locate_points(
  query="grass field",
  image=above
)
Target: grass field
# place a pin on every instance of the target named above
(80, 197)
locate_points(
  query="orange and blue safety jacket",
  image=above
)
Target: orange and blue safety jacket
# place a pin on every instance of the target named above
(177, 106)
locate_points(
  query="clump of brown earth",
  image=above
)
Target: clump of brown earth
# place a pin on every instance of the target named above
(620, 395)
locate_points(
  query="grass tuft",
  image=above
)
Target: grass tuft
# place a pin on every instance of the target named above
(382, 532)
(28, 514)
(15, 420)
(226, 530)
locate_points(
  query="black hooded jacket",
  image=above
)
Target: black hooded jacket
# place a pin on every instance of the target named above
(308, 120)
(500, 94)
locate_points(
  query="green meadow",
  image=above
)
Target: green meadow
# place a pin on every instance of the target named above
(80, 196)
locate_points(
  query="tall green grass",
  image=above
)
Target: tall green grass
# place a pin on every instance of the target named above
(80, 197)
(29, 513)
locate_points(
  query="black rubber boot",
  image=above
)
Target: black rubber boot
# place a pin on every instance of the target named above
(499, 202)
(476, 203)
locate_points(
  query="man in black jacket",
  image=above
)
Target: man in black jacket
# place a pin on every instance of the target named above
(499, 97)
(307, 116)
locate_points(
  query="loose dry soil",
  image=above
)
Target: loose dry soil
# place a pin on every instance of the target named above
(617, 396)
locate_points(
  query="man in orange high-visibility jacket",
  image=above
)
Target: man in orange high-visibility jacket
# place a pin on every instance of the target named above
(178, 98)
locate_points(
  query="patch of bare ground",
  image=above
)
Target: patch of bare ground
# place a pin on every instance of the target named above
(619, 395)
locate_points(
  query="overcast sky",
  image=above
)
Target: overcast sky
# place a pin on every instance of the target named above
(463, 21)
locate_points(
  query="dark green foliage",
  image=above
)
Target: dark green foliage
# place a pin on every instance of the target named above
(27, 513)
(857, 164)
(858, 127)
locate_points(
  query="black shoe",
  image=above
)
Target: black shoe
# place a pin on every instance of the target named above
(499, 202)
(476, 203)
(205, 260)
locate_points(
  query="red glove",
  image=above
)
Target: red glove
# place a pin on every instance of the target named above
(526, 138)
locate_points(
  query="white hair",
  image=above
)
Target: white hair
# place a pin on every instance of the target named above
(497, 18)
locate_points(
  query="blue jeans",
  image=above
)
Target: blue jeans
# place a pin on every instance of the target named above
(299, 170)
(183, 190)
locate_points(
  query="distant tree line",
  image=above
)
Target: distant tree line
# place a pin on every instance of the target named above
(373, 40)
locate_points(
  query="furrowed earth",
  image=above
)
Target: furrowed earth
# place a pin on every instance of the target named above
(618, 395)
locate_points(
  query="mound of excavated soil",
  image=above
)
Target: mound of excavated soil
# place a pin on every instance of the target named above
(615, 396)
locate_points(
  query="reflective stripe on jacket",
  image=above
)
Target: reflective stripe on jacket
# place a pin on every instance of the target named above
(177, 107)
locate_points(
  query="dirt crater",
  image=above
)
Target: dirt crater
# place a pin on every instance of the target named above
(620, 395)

══════

**Exercise prompt:** From the material above, tally every line that includes the word "patch" and state the count only.

**Answer:** 2